Problem to work on:
Update the material so that "arancini" becomes "rice balls", and leave everything else unchanged.

▼

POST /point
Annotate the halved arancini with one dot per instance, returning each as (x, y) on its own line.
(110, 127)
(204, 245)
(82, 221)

▲

Answer:
POST /point
Annotate the halved rice balls with one dot per instance, returning each as (x, y) on its own line.
(110, 127)
(204, 245)
(82, 221)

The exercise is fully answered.